■ Brief:
Keep the pictures out of your copy. Transcribe the records below exactly.

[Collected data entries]
********

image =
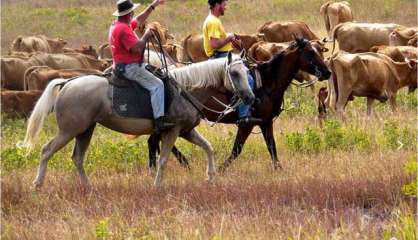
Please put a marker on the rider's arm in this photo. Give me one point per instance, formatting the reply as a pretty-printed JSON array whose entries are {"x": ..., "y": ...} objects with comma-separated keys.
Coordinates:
[
  {"x": 140, "y": 45},
  {"x": 141, "y": 17},
  {"x": 217, "y": 43}
]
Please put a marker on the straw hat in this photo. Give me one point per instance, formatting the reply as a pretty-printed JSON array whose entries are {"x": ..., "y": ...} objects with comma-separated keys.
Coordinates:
[{"x": 124, "y": 7}]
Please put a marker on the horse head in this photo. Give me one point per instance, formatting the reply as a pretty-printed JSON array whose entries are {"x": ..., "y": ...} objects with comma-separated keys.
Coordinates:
[
  {"x": 310, "y": 59},
  {"x": 237, "y": 75}
]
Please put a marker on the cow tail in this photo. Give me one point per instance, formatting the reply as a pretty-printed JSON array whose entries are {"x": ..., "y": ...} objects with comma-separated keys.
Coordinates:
[
  {"x": 42, "y": 108},
  {"x": 334, "y": 36},
  {"x": 333, "y": 86}
]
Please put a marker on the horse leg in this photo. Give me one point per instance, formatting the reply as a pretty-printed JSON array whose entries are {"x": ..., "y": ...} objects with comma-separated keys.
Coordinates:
[
  {"x": 153, "y": 148},
  {"x": 180, "y": 157},
  {"x": 48, "y": 150},
  {"x": 242, "y": 135},
  {"x": 168, "y": 139},
  {"x": 194, "y": 137},
  {"x": 267, "y": 130},
  {"x": 369, "y": 106},
  {"x": 79, "y": 151}
]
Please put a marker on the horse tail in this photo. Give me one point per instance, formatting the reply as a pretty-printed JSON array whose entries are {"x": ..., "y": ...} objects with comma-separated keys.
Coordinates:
[{"x": 42, "y": 108}]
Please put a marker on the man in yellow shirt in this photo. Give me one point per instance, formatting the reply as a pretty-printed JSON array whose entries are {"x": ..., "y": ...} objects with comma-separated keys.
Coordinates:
[{"x": 217, "y": 43}]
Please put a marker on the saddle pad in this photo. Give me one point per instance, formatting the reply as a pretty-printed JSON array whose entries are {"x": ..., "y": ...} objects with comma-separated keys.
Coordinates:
[{"x": 131, "y": 102}]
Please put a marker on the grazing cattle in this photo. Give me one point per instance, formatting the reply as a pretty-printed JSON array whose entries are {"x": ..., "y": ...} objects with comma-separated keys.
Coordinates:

********

■ Solution:
image =
Please put a marker on the rider's arm in this photo. Give me one point per instance, formatting the reply as a pretty-printed JSON array whose entries are {"x": ..., "y": ...} objects with comma-separated keys.
Coordinates:
[
  {"x": 140, "y": 45},
  {"x": 141, "y": 17},
  {"x": 217, "y": 43}
]
Please put a marker on the straw hat in this photo. Give me one point per instance, formatting the reply as a pretty-printed JSON array whose entries are {"x": ..., "y": ...} objects with comma-separated keys.
Coordinates:
[{"x": 124, "y": 7}]
Please put a marker on the horse head in this photo. Give me one point per instance, formatting the reply as a pretty-printed JSON array whose entries are {"x": ..., "y": ...} objects with comma-separated keys.
Coordinates:
[
  {"x": 310, "y": 59},
  {"x": 237, "y": 75}
]
Please put a marker on the cow tail in this photo. Give me one point per instance, formatting the reply as a pretty-printed JSON array whose entries are {"x": ..., "y": ...} objects with comma-separated keys.
Coordinates:
[
  {"x": 42, "y": 108},
  {"x": 334, "y": 36},
  {"x": 333, "y": 86}
]
Please put a marker on the horse leg in this photo. Give me one point per instance, formatting the reply as a pretty-printed JSON array whose entries are {"x": ..., "y": ...} objects with comma-separated keys.
Coordinates:
[
  {"x": 153, "y": 148},
  {"x": 180, "y": 157},
  {"x": 48, "y": 150},
  {"x": 242, "y": 135},
  {"x": 168, "y": 139},
  {"x": 194, "y": 137},
  {"x": 267, "y": 130},
  {"x": 369, "y": 106},
  {"x": 79, "y": 151}
]
Please put a marker on the horse tail in this photo. Give me one point per instance, formatting the reply as a pretty-printed JSON array whose entries are {"x": ..., "y": ...} objects with comma-separated keys.
Coordinates:
[{"x": 42, "y": 108}]
Please put a marker on the man in yellow shirt in this photo. Give me one point per instance, formatting the reply as a pretty-printed JSON array whose entries are {"x": ..., "y": ...} objects with comma-separated keys.
Coordinates:
[{"x": 217, "y": 43}]
Please put a marker on the saddle pad in this photo. Give me one point per instance, formatting the reply as a pretty-printed JSON array whose entries are {"x": ..., "y": ...} objects with comma-separated keys.
Coordinates:
[{"x": 131, "y": 102}]
Please put a marker on the grazing cattle in this photo. Give me one point per instance, formatting the reply as a pretty-printed JSON array whose entries are {"x": ..., "y": ...} objects with comma-separated keys.
Coordinates:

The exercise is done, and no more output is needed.